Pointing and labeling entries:
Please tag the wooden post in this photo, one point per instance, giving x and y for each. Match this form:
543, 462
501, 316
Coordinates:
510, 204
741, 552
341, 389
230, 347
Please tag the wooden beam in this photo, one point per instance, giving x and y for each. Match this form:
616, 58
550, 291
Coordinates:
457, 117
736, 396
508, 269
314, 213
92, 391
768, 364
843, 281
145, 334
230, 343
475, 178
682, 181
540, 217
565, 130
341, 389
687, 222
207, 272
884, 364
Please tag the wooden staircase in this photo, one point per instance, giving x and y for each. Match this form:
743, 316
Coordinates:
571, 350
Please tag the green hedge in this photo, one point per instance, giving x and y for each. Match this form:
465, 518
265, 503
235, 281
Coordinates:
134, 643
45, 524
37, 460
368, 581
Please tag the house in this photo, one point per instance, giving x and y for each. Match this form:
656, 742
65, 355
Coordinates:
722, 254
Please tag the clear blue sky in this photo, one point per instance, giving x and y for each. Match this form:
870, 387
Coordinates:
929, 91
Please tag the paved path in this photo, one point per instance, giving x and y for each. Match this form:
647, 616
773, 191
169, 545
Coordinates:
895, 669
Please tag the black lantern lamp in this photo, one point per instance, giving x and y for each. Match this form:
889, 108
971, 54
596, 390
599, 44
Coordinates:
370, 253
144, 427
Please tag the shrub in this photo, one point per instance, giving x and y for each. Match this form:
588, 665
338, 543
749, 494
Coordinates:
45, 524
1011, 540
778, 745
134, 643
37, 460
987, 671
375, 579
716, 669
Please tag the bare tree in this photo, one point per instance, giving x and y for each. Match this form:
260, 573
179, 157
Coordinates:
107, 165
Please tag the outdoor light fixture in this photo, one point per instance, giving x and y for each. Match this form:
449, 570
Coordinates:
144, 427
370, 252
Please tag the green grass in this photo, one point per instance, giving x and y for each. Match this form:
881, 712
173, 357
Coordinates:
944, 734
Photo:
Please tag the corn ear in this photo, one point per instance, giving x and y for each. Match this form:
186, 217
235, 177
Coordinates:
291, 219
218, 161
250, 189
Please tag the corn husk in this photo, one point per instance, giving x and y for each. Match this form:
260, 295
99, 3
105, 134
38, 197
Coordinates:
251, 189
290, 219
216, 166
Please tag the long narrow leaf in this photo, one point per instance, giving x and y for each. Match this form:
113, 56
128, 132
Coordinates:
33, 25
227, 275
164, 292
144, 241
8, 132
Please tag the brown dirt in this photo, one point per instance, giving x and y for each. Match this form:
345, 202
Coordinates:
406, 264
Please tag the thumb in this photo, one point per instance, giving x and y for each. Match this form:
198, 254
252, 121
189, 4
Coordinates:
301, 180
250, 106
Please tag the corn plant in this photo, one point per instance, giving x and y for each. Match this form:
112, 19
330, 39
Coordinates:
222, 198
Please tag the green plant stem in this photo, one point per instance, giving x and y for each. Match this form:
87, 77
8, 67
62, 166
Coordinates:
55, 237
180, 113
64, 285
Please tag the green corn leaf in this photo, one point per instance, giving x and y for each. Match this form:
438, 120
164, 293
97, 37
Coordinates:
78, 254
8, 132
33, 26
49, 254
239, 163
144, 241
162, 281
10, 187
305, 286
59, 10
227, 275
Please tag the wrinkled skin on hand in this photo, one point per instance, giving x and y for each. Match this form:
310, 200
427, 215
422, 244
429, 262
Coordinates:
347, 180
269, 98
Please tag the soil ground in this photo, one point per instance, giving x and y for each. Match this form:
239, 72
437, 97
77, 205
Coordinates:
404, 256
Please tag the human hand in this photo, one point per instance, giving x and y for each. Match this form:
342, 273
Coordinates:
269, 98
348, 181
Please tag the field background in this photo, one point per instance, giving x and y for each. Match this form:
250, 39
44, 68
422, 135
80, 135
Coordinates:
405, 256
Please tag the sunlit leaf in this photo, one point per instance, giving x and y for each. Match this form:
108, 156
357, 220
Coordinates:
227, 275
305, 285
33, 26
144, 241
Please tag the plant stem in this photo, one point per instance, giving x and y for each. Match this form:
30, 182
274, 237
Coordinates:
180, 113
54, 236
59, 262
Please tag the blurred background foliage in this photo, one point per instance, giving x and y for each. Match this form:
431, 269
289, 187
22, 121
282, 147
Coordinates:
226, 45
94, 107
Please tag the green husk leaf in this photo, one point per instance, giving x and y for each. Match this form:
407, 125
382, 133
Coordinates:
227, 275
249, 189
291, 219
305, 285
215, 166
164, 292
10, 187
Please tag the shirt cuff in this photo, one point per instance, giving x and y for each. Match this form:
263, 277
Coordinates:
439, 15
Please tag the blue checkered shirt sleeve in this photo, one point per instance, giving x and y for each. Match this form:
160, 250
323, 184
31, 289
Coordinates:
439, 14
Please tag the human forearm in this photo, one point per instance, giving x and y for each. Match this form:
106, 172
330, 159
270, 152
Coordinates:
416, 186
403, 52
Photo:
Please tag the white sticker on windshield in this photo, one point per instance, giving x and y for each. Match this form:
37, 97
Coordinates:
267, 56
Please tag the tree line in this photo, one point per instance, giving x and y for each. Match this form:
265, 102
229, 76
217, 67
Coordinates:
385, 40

■ **What this task involves**:
Transcribe every entry exactly.

■ **Written answer**:
Please tag the wooden post in this photo, one point per instance, giving x and y for each. Match this form:
543, 462
501, 316
Coordinates:
510, 204
741, 552
341, 389
230, 347
Please tag the wooden beam in this photo, one point per instance, giving x and y for each. Match this form:
616, 58
550, 291
Coordinates:
457, 117
736, 396
508, 269
314, 213
92, 391
768, 364
843, 281
145, 334
230, 343
475, 178
682, 181
540, 217
565, 130
341, 389
687, 222
207, 272
884, 364
Please tag the wooden staircase in this photo, one point per instance, giving x and y for each. Match this form:
743, 316
Coordinates:
571, 350
Please tag the green hedge in this photo, one point per instance, giving x and y for each. Match this form:
465, 518
265, 503
235, 281
Coordinates:
134, 643
45, 524
37, 460
368, 581
Please tag the house in this photo, one point per instance, giving x and y for each. Match this form:
656, 742
65, 355
Coordinates:
722, 254
Please tag the clear blue sky in this photo, one point per instance, giving x and y for each. Match this form:
870, 387
Coordinates:
929, 91
Please tag the paved path in this photo, one point per instance, giving x and y for each. Match this form:
647, 616
773, 191
169, 545
Coordinates:
895, 669
Please tag the black lantern lamp in this photo, one point per instance, giving x and y for each. Match this form:
889, 108
971, 54
596, 390
599, 44
Coordinates:
370, 253
144, 427
Please tag the shrub in this photo, one point per instance, giving x and y for each. Match this form:
588, 665
338, 543
749, 494
Coordinates:
45, 524
1011, 540
778, 745
134, 643
37, 460
987, 671
375, 579
716, 669
Please tag the bare tree in this photo, one point per instance, giving x and y for each. Match this form:
260, 573
179, 157
Coordinates:
107, 165
Please tag the outdoor light fixture in this photo, one point per instance, giving x and y for each. Match this form:
449, 570
Coordinates:
144, 427
370, 252
Please tag the green grass in this photo, one point per instance, giving x and y for each. Match this form:
881, 712
173, 357
Coordinates:
944, 734
Photo:
Please tag the corn ear in this photo, one point per instance, giving x and y for each. Match this form:
186, 217
235, 177
Coordinates:
291, 219
218, 161
250, 189
Please tag the corn husk in this photo, one point per instance, giving x and y for each. Match this form:
260, 295
99, 3
105, 134
38, 197
Coordinates:
251, 189
290, 219
216, 166
Please tag the long narrow leaf in this photo, one point per instance, giving x and y for each. Match this form:
113, 56
128, 132
Coordinates:
33, 25
227, 275
164, 292
144, 241
8, 132
Please tag the brown dirt in this photo, one point per instance, giving x and y for each. Match this form:
345, 202
Coordinates:
406, 264
Please tag the thumb in this photo, one point per instance, giving x and y for each. Match this form:
198, 254
252, 121
189, 4
Coordinates:
301, 180
250, 106
Please tag the corn plant in this photo, one point per instance, giving x and y for each. Match this form:
112, 19
330, 39
Coordinates:
222, 198
Please tag the green plant stem in this photo, one point per instance, giving x and y for each. Match this form:
87, 77
8, 67
62, 166
Coordinates:
55, 237
180, 113
64, 285
Please tag the green corn leaf in this photo, one point per instance, giving x and y for each. Match this form:
438, 120
164, 293
97, 37
Coordinates:
78, 254
8, 132
33, 26
49, 254
239, 163
144, 241
162, 281
10, 187
305, 286
59, 10
227, 275
Please tag the wrinkled skin on hand in this photo, one point per instance, giving x and y for each. Match this form:
310, 200
427, 215
422, 244
429, 262
Coordinates:
347, 180
269, 98
Please tag the soil ground in this photo, one point per instance, giving x and y for each. Match this form:
239, 72
437, 97
77, 205
Coordinates:
404, 256
Please tag the human hand in this photo, one point per instance, giving x and y for each. Match this form:
342, 273
Coordinates:
269, 98
348, 181
Please tag the field background in this photo, one point per instance, giving x and y for each. Match this form:
250, 39
44, 68
422, 135
80, 135
Coordinates:
405, 256
Please tag the sunlit leaf in this photo, one point per instance, giving x and y for each. Match this form:
108, 156
357, 220
Coordinates:
227, 275
305, 285
33, 26
144, 241
Please tag the plant stem in this photo, one point per instance, giving x and y for each. Match this form:
30, 182
274, 237
Coordinates:
180, 113
54, 236
59, 262
Please tag the blurred background foliage in this photo, one point per instance, giving x and y for each. Match this form:
431, 269
289, 187
22, 121
282, 147
Coordinates:
226, 45
94, 107
Please tag the green husk leaf in this photo, one point per instance, giving x and y for each. Match this form:
407, 125
382, 133
Coordinates:
227, 275
249, 189
291, 219
305, 285
215, 166
164, 292
10, 187
Please tag the shirt cuff in this photo, one point per instance, giving x and y for each. Match this form:
263, 277
Coordinates:
439, 15
Please tag the blue checkered shirt sleeve in this photo, one point per instance, giving x and y for each. Match this form:
160, 250
323, 184
31, 289
Coordinates:
439, 14
Please tag the human forearm in this photo, one point per instance, giving x and y for each. Match this form:
106, 172
330, 159
270, 152
Coordinates:
416, 186
403, 52
Photo:
Please tag the white sticker on windshield in this photo, one point per instance, giving x and y for each. Match this form:
37, 97
Coordinates:
267, 56
Please tag the tree line in this photo, one point per instance, giving x and y for each. Match this form:
265, 102
229, 76
217, 67
Coordinates:
385, 40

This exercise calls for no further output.